Region pointing data
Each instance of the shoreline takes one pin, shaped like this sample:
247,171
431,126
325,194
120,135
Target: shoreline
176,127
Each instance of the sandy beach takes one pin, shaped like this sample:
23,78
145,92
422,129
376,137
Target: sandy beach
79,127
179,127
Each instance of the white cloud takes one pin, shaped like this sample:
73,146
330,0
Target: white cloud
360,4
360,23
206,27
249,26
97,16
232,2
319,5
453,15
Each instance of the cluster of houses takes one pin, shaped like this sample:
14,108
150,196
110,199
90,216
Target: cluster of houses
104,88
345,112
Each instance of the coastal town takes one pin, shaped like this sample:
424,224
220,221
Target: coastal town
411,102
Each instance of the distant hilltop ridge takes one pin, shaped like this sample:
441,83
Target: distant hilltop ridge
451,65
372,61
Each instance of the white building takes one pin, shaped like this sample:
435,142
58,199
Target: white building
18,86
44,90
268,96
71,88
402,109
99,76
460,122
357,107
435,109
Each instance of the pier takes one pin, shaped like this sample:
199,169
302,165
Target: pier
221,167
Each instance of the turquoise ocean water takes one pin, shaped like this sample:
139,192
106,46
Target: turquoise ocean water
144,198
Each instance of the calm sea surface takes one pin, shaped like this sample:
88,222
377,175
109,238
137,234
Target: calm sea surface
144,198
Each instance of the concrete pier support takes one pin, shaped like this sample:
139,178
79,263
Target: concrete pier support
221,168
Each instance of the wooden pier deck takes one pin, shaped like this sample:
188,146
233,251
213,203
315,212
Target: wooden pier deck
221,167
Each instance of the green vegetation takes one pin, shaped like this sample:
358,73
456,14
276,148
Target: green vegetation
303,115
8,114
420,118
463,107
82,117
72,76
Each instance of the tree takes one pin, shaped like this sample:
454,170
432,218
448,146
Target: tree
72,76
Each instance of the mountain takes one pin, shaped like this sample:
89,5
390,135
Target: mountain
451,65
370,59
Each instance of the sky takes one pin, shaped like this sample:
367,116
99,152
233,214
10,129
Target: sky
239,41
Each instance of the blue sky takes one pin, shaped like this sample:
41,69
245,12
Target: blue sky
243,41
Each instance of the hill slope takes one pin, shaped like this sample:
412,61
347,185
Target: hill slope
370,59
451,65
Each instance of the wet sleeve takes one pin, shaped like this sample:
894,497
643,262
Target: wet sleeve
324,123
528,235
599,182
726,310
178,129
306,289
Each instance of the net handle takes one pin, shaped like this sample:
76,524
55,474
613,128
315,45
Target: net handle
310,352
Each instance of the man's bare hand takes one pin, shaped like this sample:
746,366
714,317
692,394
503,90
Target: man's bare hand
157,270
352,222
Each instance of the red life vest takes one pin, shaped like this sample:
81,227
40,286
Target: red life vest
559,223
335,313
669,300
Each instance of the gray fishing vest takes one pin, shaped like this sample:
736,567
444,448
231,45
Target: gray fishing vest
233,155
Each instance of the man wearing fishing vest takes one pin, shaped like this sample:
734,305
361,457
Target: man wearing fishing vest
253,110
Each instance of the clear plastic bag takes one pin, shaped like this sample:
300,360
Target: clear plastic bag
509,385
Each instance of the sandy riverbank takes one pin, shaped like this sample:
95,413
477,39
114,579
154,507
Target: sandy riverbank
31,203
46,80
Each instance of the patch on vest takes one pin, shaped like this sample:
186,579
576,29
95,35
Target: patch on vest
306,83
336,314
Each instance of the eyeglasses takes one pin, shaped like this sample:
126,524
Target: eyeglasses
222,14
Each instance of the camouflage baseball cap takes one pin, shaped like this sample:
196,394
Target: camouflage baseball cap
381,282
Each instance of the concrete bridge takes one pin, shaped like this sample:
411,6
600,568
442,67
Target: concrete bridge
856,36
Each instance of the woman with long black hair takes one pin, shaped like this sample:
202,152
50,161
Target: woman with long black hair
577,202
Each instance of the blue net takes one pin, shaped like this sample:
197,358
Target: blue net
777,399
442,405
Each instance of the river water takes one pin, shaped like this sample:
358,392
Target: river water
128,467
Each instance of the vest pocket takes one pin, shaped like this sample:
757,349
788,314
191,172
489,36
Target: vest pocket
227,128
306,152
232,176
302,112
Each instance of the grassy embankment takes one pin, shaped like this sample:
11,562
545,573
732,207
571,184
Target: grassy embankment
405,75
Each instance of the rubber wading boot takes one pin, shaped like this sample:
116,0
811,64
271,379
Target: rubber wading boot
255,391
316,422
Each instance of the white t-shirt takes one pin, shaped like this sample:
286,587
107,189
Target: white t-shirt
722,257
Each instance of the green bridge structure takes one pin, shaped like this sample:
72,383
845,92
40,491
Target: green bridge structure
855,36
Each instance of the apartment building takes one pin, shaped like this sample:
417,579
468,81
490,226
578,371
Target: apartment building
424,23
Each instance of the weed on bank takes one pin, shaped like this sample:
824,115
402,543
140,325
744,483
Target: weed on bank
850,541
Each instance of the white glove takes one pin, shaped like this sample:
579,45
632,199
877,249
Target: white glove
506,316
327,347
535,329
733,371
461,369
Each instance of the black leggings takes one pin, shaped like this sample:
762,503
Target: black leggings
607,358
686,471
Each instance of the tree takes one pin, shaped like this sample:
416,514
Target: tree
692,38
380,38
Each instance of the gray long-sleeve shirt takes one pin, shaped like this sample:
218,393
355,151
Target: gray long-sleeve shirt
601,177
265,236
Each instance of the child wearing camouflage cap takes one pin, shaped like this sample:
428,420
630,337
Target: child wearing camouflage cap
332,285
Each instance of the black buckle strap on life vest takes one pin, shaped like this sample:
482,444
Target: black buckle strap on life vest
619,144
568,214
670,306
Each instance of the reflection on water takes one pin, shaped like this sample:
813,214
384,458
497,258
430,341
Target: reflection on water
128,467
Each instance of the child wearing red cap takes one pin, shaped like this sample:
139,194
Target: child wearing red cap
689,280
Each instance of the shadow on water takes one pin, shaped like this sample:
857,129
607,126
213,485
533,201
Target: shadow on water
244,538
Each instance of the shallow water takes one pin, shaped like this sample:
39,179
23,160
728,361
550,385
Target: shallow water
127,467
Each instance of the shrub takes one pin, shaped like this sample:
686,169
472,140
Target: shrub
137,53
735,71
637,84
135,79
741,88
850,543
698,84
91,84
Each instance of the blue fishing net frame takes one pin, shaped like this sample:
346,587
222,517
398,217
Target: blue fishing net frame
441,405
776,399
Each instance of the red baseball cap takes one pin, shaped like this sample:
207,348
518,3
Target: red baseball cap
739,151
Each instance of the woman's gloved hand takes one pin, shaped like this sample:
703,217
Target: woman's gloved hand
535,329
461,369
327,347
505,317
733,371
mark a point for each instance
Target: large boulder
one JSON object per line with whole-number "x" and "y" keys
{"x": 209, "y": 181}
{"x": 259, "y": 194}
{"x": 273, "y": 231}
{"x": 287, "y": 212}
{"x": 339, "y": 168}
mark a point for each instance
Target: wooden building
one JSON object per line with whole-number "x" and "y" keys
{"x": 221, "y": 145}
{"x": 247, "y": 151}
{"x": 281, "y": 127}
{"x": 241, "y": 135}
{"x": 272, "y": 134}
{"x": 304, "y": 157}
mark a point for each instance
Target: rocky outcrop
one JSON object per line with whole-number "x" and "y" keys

◆ ACTION ITEM: Only the lines from the one with "Target: wooden building" through the end of the data should be printed, each exactly as it appears.

◆ TASK ANSWER:
Target: wooden building
one JSON object per line with whole-number "x" and "y" keys
{"x": 221, "y": 145}
{"x": 247, "y": 151}
{"x": 281, "y": 127}
{"x": 241, "y": 135}
{"x": 272, "y": 134}
{"x": 304, "y": 157}
mark a point for each instance
Target: rocky outcrop
one JSON object per line with whole-number "x" and "y" keys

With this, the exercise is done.